─── Document section ───

2025-01-10 12:25:44 - INFO - Starting program and initializing imports...


In [6]:
class ShellAttackDataset(Dataset):
    def __init__(self, texts, labels, tokenizer, max_length=512):
        self.texts = texts
        self.labels = labels
        self.tokenizer = tokenizer
        self.max_length = max_length
        
        # Log dataset statistics
        logging.info(f"Created dataset with {len(texts)} samples")
        logging.info(f"Number of labels: {labels.shape[1]}")
        
        # Calculate and log average sequence length
        avg_len = np.mean([len(" ".join(text).split()) for text in texts])
        logging.info(f"Average sequence length (words): {avg_len:.2f}")
    
    def __len__(self):
        return len(self.texts)
    
    def __getitem__(self, idx):
        text = " ".join(self.texts[idx])
        
        encoding = self.tokenizer(
            text,
            add_special_tokens=True,
            max_length=self.max_length,
            padding='max_length',
            truncation=True,
            return_tensors='pt'
        )
        
        return {
            'input_ids': encoding['input_ids'].flatten(),
            'attention_mask': encoding['attention_mask'].flatten(),
            'labels': torch.FloatTensor(self.labels[idx])
        }

In [7]:
class BertClassifier(nn.Module):
    def __init__(self, num_labels):
        super(BertClassifier, self).__init__()
        # Load pre-trained BERT
        self.bert = BertModel.from_pretrained('bert-base-uncased')
        
        # Add custom classification head
        self.dropout = nn.Dropout(0.1)
        self.classifier = nn.Linear(self.bert.config.hidden_size, num_labels)
        self.sigmoid = nn.Sigmoid()
        
        # Log model architecture details
        logging.info(f"Initialized BERT Classifier with:")
        logging.info(f"- BERT hidden size: {self.bert.config.hidden_size}")
        logging.info(f"- Number of labels: {num_labels}")
        logging.info(f"- Dropout rate: 0.1")
    
    def forward(self, input_ids, attention_mask):
        # Get BERT outputs
        outputs = self.bert(input_ids=input_ids, attention_mask=attention_mask)
        
        # Use the [CLS] token representation
        pooled_output = outputs.pooler_output
        
        # Apply dropout and classification
        x = self.dropout(pooled_output)
        x = self.classifier(x)
        return self.sigmoid(x)

In [8]:
def train_model(model, train_loader, val_loader, device, num_epochs=10):
    # Initialize optimizer
    optimizer = AdamW(model.parameters(), lr=2e-5)
    
    # Binary Cross Entropy loss for multi-label classification
    criterion = nn.BCELoss()

─── Given data ───

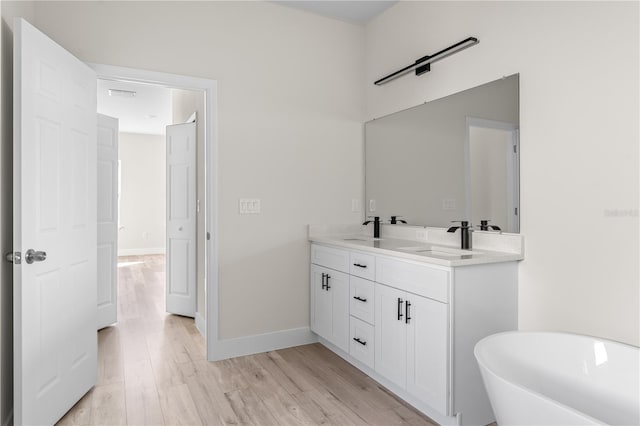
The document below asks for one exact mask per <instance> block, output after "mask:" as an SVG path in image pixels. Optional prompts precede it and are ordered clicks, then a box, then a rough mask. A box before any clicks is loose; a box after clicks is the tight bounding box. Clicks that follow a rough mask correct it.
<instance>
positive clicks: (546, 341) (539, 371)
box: [474, 331, 640, 426]
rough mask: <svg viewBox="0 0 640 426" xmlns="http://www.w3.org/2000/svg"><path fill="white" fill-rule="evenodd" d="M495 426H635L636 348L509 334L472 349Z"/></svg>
mask: <svg viewBox="0 0 640 426" xmlns="http://www.w3.org/2000/svg"><path fill="white" fill-rule="evenodd" d="M474 353H475V356H476V359H477V360H478V365H479V366H480V372H481V373H482V379H483V380H484V384H485V387H486V389H487V394H488V395H489V400H490V401H491V406H492V407H493V411H494V414H495V415H496V421H497V423H498V425H499V426H509V425H536V426H542V425H553V426H569V425H602V424H609V425H629V426H631V425H640V348H638V347H636V346H630V345H626V344H623V343H618V342H613V341H610V340H605V339H599V338H596V337H588V336H582V335H578V334H570V333H544V332H519V331H514V332H507V333H499V334H494V335H491V336H488V337H486V338H484V339H482V340H480V341H479V342H478V343H477V344H476V346H475V349H474Z"/></svg>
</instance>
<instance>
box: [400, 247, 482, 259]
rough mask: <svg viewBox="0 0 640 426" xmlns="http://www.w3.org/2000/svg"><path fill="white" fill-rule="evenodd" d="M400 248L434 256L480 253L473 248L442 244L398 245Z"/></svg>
mask: <svg viewBox="0 0 640 426" xmlns="http://www.w3.org/2000/svg"><path fill="white" fill-rule="evenodd" d="M398 250H403V251H410V252H413V253H420V254H424V255H427V256H428V255H434V256H449V257H454V256H455V257H457V256H468V255H472V254H478V253H477V252H474V251H471V250H461V249H457V248H453V247H441V246H412V247H398Z"/></svg>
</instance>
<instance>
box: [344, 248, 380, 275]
mask: <svg viewBox="0 0 640 426" xmlns="http://www.w3.org/2000/svg"><path fill="white" fill-rule="evenodd" d="M349 273H350V274H351V275H355V276H357V277H362V278H364V279H367V280H371V281H375V279H376V258H375V256H373V255H370V254H364V253H357V252H350V253H349Z"/></svg>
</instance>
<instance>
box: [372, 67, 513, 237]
mask: <svg viewBox="0 0 640 426" xmlns="http://www.w3.org/2000/svg"><path fill="white" fill-rule="evenodd" d="M518 99H519V96H518V75H517V74H516V75H513V76H510V77H505V78H502V79H500V80H496V81H493V82H490V83H487V84H483V85H481V86H478V87H475V88H472V89H469V90H465V91H463V92H460V93H456V94H453V95H450V96H447V97H445V98H441V99H437V100H434V101H431V102H428V103H425V104H422V105H419V106H416V107H413V108H410V109H407V110H404V111H400V112H397V113H394V114H390V115H388V116H385V117H382V118H378V119H375V120H372V121H369V122H367V123H365V197H366V198H365V199H366V215H367V216H380V217H381V218H382V220H383V223H385V222H386V223H388V219H389V218H390V217H391V216H401V219H403V220H405V221H406V222H407V223H408V224H411V225H425V226H435V227H448V226H450V225H451V222H452V221H455V220H468V221H470V222H471V223H472V224H473V225H477V227H476V228H475V229H479V225H480V221H481V220H489V221H490V222H489V224H490V225H494V226H497V227H499V228H500V229H501V230H502V231H505V232H519V220H518V217H519V215H520V211H519V161H518V156H519V151H520V150H519V146H518V138H519V134H518V126H519V100H518Z"/></svg>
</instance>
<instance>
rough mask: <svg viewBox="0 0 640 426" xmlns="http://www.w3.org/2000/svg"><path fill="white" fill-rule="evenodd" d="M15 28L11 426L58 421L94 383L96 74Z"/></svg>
mask: <svg viewBox="0 0 640 426" xmlns="http://www.w3.org/2000/svg"><path fill="white" fill-rule="evenodd" d="M14 28H15V31H14V146H13V152H14V167H13V170H14V176H13V182H14V191H13V193H14V203H13V204H14V238H13V239H14V250H15V251H16V252H20V253H21V254H22V260H21V262H20V263H18V262H17V261H16V262H14V421H15V423H16V424H53V423H55V422H56V421H57V420H58V419H60V417H62V415H64V413H65V412H66V411H67V410H69V408H71V407H72V406H73V405H74V404H75V403H76V402H77V401H78V400H79V399H80V398H81V397H82V396H83V395H84V394H85V393H86V392H87V391H88V390H89V389H90V388H91V387H92V386H93V385H94V384H95V381H96V370H97V336H96V327H95V325H96V280H97V278H96V277H97V269H96V246H97V227H96V214H97V211H96V203H97V200H96V195H95V194H96V190H97V185H96V164H97V157H96V124H97V123H96V113H95V111H96V75H95V73H94V72H93V71H92V70H91V69H90V68H89V67H87V66H86V65H85V64H84V63H82V62H81V61H79V60H78V59H76V58H75V57H73V56H72V55H71V54H70V53H68V52H67V51H66V50H64V49H63V48H62V47H60V46H59V45H57V44H56V43H54V42H53V41H52V40H50V39H49V38H47V37H46V36H45V35H44V34H42V33H41V32H39V31H38V30H37V29H35V28H34V27H33V26H31V25H30V24H29V23H28V22H26V21H24V20H22V19H20V18H18V19H16V21H15V26H14ZM29 249H33V250H35V251H36V252H42V253H37V254H36V255H35V256H32V259H33V260H34V261H33V262H29V261H28V259H27V258H28V256H27V253H28V250H29ZM44 253H46V256H45V255H44Z"/></svg>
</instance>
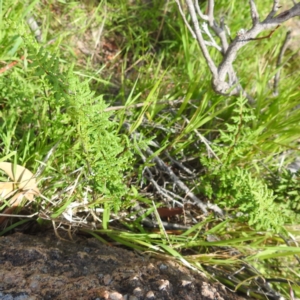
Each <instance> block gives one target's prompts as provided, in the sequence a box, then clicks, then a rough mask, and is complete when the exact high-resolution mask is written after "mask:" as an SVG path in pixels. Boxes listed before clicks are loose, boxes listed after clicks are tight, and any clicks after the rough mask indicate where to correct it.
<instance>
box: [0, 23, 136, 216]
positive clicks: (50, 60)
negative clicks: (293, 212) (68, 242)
mask: <svg viewBox="0 0 300 300" xmlns="http://www.w3.org/2000/svg"><path fill="white" fill-rule="evenodd" d="M19 29H20V28H19ZM18 37H19V38H21V39H22V43H21V44H20V45H19V52H20V55H19V56H21V53H22V52H23V53H24V52H27V53H28V57H27V58H26V61H27V66H26V68H24V69H23V68H22V67H20V65H18V66H16V67H14V68H13V69H12V70H10V72H7V73H6V74H4V76H2V77H1V79H0V105H2V106H3V107H4V109H3V110H2V113H1V115H0V126H1V128H2V132H3V134H2V136H1V137H2V140H3V142H2V144H1V145H0V152H1V153H2V154H3V155H4V154H7V153H10V152H11V151H16V152H17V153H18V163H19V164H25V163H26V166H27V167H28V168H30V169H32V170H34V169H36V168H37V167H38V166H39V165H40V163H38V162H39V161H42V160H43V159H44V157H45V156H46V155H47V153H48V151H49V150H50V149H51V148H52V147H53V145H56V144H58V147H57V149H56V151H55V152H54V153H53V154H52V156H51V158H50V160H49V161H48V166H47V167H46V170H45V173H44V174H43V176H48V177H49V176H50V177H51V178H52V183H49V181H47V186H48V192H49V194H50V193H51V191H52V193H54V192H57V189H63V188H64V186H63V184H65V185H66V184H71V182H72V180H75V178H76V176H75V175H72V176H70V175H69V174H72V172H73V171H74V170H76V169H78V168H80V169H81V170H82V174H83V177H82V179H81V183H79V185H78V192H80V189H81V192H83V190H84V188H85V187H89V188H90V189H91V190H92V195H89V199H90V202H91V206H99V205H102V204H103V203H104V202H106V203H107V202H108V203H110V205H111V207H112V208H114V209H115V211H116V210H118V209H119V208H120V205H121V200H122V197H123V196H124V195H125V194H126V193H127V187H126V182H125V181H124V175H123V174H124V172H125V171H126V170H129V169H130V165H131V161H132V155H131V153H130V152H129V151H128V149H129V148H130V146H129V145H128V144H129V141H128V140H127V139H126V138H125V137H124V136H122V135H120V134H119V133H118V131H117V129H118V126H117V124H116V123H114V122H112V121H111V120H109V118H110V114H108V113H106V112H104V109H105V108H106V104H105V103H104V100H103V98H102V95H100V96H97V97H96V96H95V95H94V93H92V92H91V91H90V88H89V84H88V82H87V81H82V80H80V79H79V78H78V77H76V76H75V75H74V71H73V68H72V67H70V66H64V65H63V64H61V63H60V62H59V59H58V58H56V57H55V55H51V54H50V53H48V52H47V51H46V50H45V49H43V48H38V47H37V44H36V43H35V42H34V40H33V39H32V37H31V36H30V34H29V33H28V32H26V30H25V29H24V28H23V29H22V28H21V29H20V30H19V35H18ZM64 69H67V70H68V71H67V72H65V71H64ZM53 168H54V169H56V171H55V172H54V171H53ZM55 181H56V182H55ZM57 182H60V183H59V184H58V183H57ZM49 185H50V186H51V185H52V186H53V188H52V189H51V188H50V189H49ZM50 197H52V195H50ZM76 201H78V200H76ZM64 203H65V202H64V200H62V201H61V202H59V203H57V204H58V205H59V206H60V205H62V206H63V205H64ZM54 209H55V210H56V211H60V210H59V208H58V207H56V208H54Z"/></svg>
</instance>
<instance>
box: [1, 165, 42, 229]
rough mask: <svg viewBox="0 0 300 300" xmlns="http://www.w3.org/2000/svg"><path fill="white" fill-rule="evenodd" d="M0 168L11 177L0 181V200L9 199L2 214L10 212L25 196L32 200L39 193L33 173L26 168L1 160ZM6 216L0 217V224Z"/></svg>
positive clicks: (32, 200) (3, 220)
mask: <svg viewBox="0 0 300 300" xmlns="http://www.w3.org/2000/svg"><path fill="white" fill-rule="evenodd" d="M0 169H1V170H2V171H3V172H4V173H6V174H7V176H9V178H10V179H12V181H13V182H0V201H1V198H2V199H8V198H10V197H11V196H12V197H11V198H10V199H9V204H10V205H11V207H8V208H6V209H5V210H4V212H3V213H4V214H11V213H12V212H13V211H14V209H15V208H16V207H17V206H19V205H20V203H21V202H22V200H23V198H24V197H25V198H26V199H27V200H29V201H33V200H34V197H35V196H37V195H39V194H40V191H39V189H38V187H37V183H36V180H35V178H34V175H33V174H32V173H31V172H30V171H29V170H28V169H26V168H24V167H22V166H19V165H16V166H15V169H14V165H13V164H12V163H8V162H1V163H0ZM6 218H7V217H6V216H2V217H0V224H1V223H3V222H4V221H5V220H6Z"/></svg>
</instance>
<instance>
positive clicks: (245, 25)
mask: <svg viewBox="0 0 300 300" xmlns="http://www.w3.org/2000/svg"><path fill="white" fill-rule="evenodd" d="M175 1H176V3H177V5H178V7H179V10H180V12H181V15H182V17H183V19H184V22H185V23H186V24H187V26H188V29H189V30H190V32H191V33H192V35H193V37H194V38H196V39H197V42H198V45H199V47H200V49H201V51H202V54H203V56H204V58H205V60H206V63H207V65H208V67H209V70H210V72H211V74H212V86H213V89H214V91H215V92H216V93H218V94H221V95H228V96H238V95H240V94H241V93H242V94H243V95H244V96H246V97H247V98H248V100H249V102H250V103H252V102H253V99H252V97H251V96H250V95H248V94H247V93H246V92H245V91H244V89H243V87H242V86H241V84H240V83H239V78H238V77H237V75H236V72H235V70H234V67H233V62H234V61H235V59H236V58H237V53H238V50H239V49H241V48H242V47H244V46H245V45H246V44H248V43H249V42H251V41H255V40H261V39H266V38H271V36H272V34H273V33H274V31H275V30H276V29H277V28H279V26H280V25H281V24H282V23H284V22H285V21H287V20H289V19H291V18H293V17H296V16H300V3H295V1H293V6H292V7H291V8H290V9H287V10H285V11H283V12H281V13H280V14H278V15H276V14H277V12H278V10H279V9H280V8H281V6H280V4H279V0H274V1H273V6H272V8H270V13H269V14H268V15H267V17H266V18H265V19H264V20H263V21H260V20H259V18H260V17H259V12H258V10H257V7H256V4H255V1H254V0H249V8H250V9H249V11H250V14H251V19H252V27H251V28H250V29H248V30H245V29H242V28H241V29H240V31H239V32H238V33H237V35H236V37H235V39H234V40H233V41H231V42H230V43H228V34H227V31H226V26H225V23H224V18H221V20H220V22H219V23H220V24H218V23H217V22H216V20H215V17H214V4H215V3H214V0H208V9H207V14H205V13H203V12H202V11H201V9H200V7H199V4H198V0H185V3H186V5H187V9H188V14H189V15H190V17H191V25H190V24H189V22H188V21H187V18H186V15H185V13H184V10H183V7H182V5H181V3H180V0H175ZM200 22H202V25H200ZM205 26H209V28H210V29H211V30H212V32H214V33H215V35H216V36H217V37H218V38H219V40H220V41H219V44H220V45H218V44H217V42H216V41H215V40H213V37H212V36H211V35H209V38H210V41H206V40H205V39H204V37H203V33H204V32H205V33H207V31H206V30H205V28H206V27H205ZM245 27H246V24H245ZM264 30H270V32H269V34H268V35H266V36H263V37H257V36H258V35H259V34H260V33H261V32H262V31H264ZM214 43H215V44H214ZM209 45H211V46H214V47H215V48H216V49H218V50H219V51H220V52H221V54H222V56H223V59H222V61H221V63H220V64H219V65H217V64H216V63H215V62H214V60H213V59H212V57H211V55H210V52H209V50H208V46H209Z"/></svg>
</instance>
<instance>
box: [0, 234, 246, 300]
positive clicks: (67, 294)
mask: <svg viewBox="0 0 300 300" xmlns="http://www.w3.org/2000/svg"><path fill="white" fill-rule="evenodd" d="M0 299H3V300H4V299H5V300H13V299H15V300H25V299H26V300H29V299H32V300H33V299H84V300H88V299H95V300H96V299H97V300H100V299H111V300H118V299H124V300H139V299H149V300H150V299H152V300H159V299H170V300H177V299H178V300H185V299H186V300H196V299H207V300H214V299H216V300H221V299H224V300H226V299H236V300H242V299H244V298H242V297H240V296H238V295H236V294H234V293H232V292H230V291H229V290H227V289H225V288H224V287H223V286H221V285H220V284H217V283H210V282H209V281H208V279H206V278H205V277H204V276H202V275H201V274H198V273H195V272H192V271H190V270H188V269H187V268H185V267H182V266H180V265H179V264H177V263H175V262H174V261H171V260H160V259H157V258H149V257H147V256H140V255H137V254H136V253H135V252H133V251H128V250H125V249H122V248H118V247H113V246H106V245H103V244H101V243H100V242H98V241H97V240H96V239H87V238H79V237H77V241H76V242H68V241H64V240H59V239H58V238H57V237H56V236H55V235H54V234H53V233H52V232H49V233H45V234H38V235H36V236H32V235H25V234H22V233H15V234H13V235H9V236H5V237H0Z"/></svg>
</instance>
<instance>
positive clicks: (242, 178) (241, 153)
mask: <svg viewBox="0 0 300 300" xmlns="http://www.w3.org/2000/svg"><path fill="white" fill-rule="evenodd" d="M253 121H255V116H254V115H253V113H252V109H249V108H247V104H246V100H245V99H244V98H243V97H240V98H238V99H237V101H236V106H235V108H234V110H233V115H232V122H231V123H230V124H229V123H226V124H225V129H224V130H220V137H219V138H218V139H216V140H215V141H214V143H213V145H212V149H213V151H214V152H215V154H216V156H217V157H218V158H219V161H218V160H215V159H209V158H207V157H203V158H201V162H202V163H203V165H204V166H205V167H206V174H205V175H204V176H202V183H201V187H200V191H201V192H202V193H203V194H204V195H205V196H206V197H208V198H209V199H211V200H213V202H214V203H217V204H219V205H220V206H221V207H223V208H224V209H226V210H227V211H228V213H229V215H234V216H235V217H238V219H239V220H240V221H244V222H245V221H246V222H248V224H249V225H250V226H254V227H255V228H256V229H257V230H275V231H280V230H282V227H283V225H284V224H285V223H286V222H288V221H290V219H291V218H292V216H291V211H290V210H289V209H288V206H287V205H286V204H285V203H284V202H280V203H278V202H275V199H277V196H276V195H275V193H274V191H273V190H272V189H270V188H269V187H268V186H267V182H266V181H265V180H264V173H263V170H261V169H258V170H259V172H260V173H259V172H257V168H256V167H255V158H256V161H257V160H258V159H259V157H254V158H253V157H252V156H251V158H252V160H248V153H251V152H252V151H253V152H255V148H257V147H258V146H259V145H258V141H259V139H258V137H259V135H260V134H261V132H262V131H263V128H262V127H259V128H257V129H252V128H251V127H252V126H251V122H253ZM253 159H254V160H253Z"/></svg>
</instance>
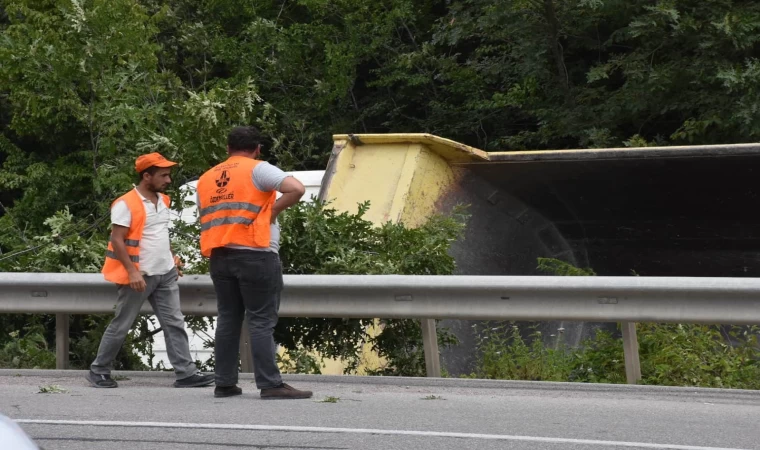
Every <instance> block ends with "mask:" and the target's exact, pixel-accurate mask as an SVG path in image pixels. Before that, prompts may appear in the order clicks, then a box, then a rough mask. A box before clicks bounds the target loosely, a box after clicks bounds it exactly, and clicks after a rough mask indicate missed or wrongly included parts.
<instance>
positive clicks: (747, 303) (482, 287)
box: [0, 273, 760, 383]
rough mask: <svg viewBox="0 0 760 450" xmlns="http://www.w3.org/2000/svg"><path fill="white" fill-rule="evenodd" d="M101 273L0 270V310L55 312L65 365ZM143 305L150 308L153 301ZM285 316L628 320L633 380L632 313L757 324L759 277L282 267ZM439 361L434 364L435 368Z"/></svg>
mask: <svg viewBox="0 0 760 450" xmlns="http://www.w3.org/2000/svg"><path fill="white" fill-rule="evenodd" d="M179 286H180V293H181V297H180V298H181V302H182V311H183V312H184V313H185V314H189V315H216V296H215V294H214V289H213V285H212V283H211V279H210V277H209V276H206V275H190V276H185V277H184V278H182V279H180V282H179ZM115 299H116V293H115V288H114V286H113V285H112V284H110V283H108V282H106V281H105V280H103V278H102V276H101V275H100V274H47V273H44V274H43V273H0V313H34V314H57V322H56V329H57V334H56V336H57V352H58V353H57V357H58V366H59V368H64V367H66V365H67V363H68V315H69V314H104V313H110V312H112V311H113V307H114V305H115ZM143 311H144V312H146V313H150V312H152V311H151V309H150V306H149V304H148V303H147V302H146V303H145V306H144V309H143ZM280 315H281V316H283V317H347V318H348V317H352V318H417V319H431V318H432V319H476V320H477V319H481V320H536V321H546V320H569V321H593V322H622V323H623V340H624V349H625V356H626V358H625V359H626V374H627V378H628V381H629V382H631V383H635V382H636V381H638V380H639V379H640V378H641V372H640V368H639V357H638V343H637V340H636V328H635V322H676V323H713V324H760V279H752V278H651V277H543V276H541V277H524V276H402V275H289V276H285V289H284V290H283V296H282V303H281V307H280ZM431 324H433V321H426V320H423V321H422V326H423V340H424V345H425V353H426V362H427V366H428V373H429V375H430V376H438V375H439V374H440V370H438V371H437V372H438V375H437V374H436V373H435V371H436V368H437V367H440V366H439V365H438V364H437V363H438V348H437V339H436V338H435V336H436V335H435V328H434V326H431ZM431 369H432V370H431Z"/></svg>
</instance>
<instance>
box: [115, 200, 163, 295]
mask: <svg viewBox="0 0 760 450" xmlns="http://www.w3.org/2000/svg"><path fill="white" fill-rule="evenodd" d="M161 198H162V199H163V201H164V204H165V205H166V207H167V208H168V207H169V205H170V199H169V197H168V196H166V195H164V194H161ZM122 200H123V201H124V203H126V204H127V208H128V209H129V213H130V215H131V216H132V220H131V222H130V224H129V230H128V231H127V236H126V238H125V239H124V244H125V245H126V246H127V253H128V254H129V259H130V260H131V261H132V263H133V264H134V265H135V267H136V268H137V270H140V240H141V239H142V232H143V230H144V229H145V217H146V214H145V205H143V201H142V197H140V194H138V193H137V189H132V190H131V191H129V192H127V193H126V194H124V195H122V196H121V197H119V198H117V199H116V200H114V202H113V203H111V208H113V207H114V205H115V204H116V203H118V202H120V201H122ZM101 272H102V273H103V276H104V277H105V279H106V280H108V281H110V282H112V283H116V284H129V273H127V269H126V267H124V265H123V264H122V263H121V261H119V260H118V259H116V253H114V250H113V244H112V243H111V241H110V240H109V241H108V250H107V251H106V262H105V264H104V265H103V270H101Z"/></svg>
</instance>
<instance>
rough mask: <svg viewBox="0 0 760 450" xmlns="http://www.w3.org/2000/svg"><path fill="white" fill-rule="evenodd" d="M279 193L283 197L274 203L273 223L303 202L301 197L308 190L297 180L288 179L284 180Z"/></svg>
mask: <svg viewBox="0 0 760 450" xmlns="http://www.w3.org/2000/svg"><path fill="white" fill-rule="evenodd" d="M278 191H280V192H281V193H282V196H280V198H278V199H277V201H276V202H275V203H274V206H272V223H274V222H275V220H277V216H278V215H280V213H281V212H283V211H285V210H286V209H288V208H290V207H291V206H293V205H295V204H296V203H298V201H299V200H301V197H303V195H304V194H305V193H306V188H305V187H303V184H302V183H301V182H300V181H298V180H296V179H295V178H293V177H287V178H285V179H284V180H282V183H281V184H280V188H279V189H278Z"/></svg>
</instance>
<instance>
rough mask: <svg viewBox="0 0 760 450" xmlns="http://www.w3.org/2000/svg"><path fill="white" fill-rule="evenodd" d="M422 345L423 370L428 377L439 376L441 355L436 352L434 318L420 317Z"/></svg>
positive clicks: (434, 324)
mask: <svg viewBox="0 0 760 450" xmlns="http://www.w3.org/2000/svg"><path fill="white" fill-rule="evenodd" d="M420 322H421V326H422V347H423V349H424V350H425V371H426V372H427V376H428V377H434V378H440V376H441V357H440V355H439V354H438V333H437V332H436V329H435V319H421V320H420Z"/></svg>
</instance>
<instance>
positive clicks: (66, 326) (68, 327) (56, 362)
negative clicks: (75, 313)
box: [55, 313, 69, 370]
mask: <svg viewBox="0 0 760 450" xmlns="http://www.w3.org/2000/svg"><path fill="white" fill-rule="evenodd" d="M55 368H56V369H59V370H65V369H68V368H69V315H68V314H67V313H57V314H56V315H55Z"/></svg>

───

◆ **What this exercise asks**:
• A. Using the BERT classifier code, say for each statement whether it agrees with the code, answering yes or no and quoting the deciding words: (i) the classification head applies dropout at a rate of 0.1; (ii) the dataset's default maximum length is 256; (iii) the optimizer uses a learning rate of 2e-5.
• B. Quote everything in the BERT classifier code from "# Log dataset" down to "text in texts])".

◆ **Results for the exercise**:
• A.
(i) Yes: "self.dropout = nn.Dropout(0.1)"
(ii) No: "max_length=512"
(iii) Yes: "lr=2e-5"

• B.
# Log dataset statistics
        logging.info(f"Created dataset with {len(texts)} samples")
        logging.info(f"Number of labels: {labels.shape[1]}")
        
        # Calculate and log average sequence length
        avg_len = np.mean([len(" ".join(text).split()) for text in texts])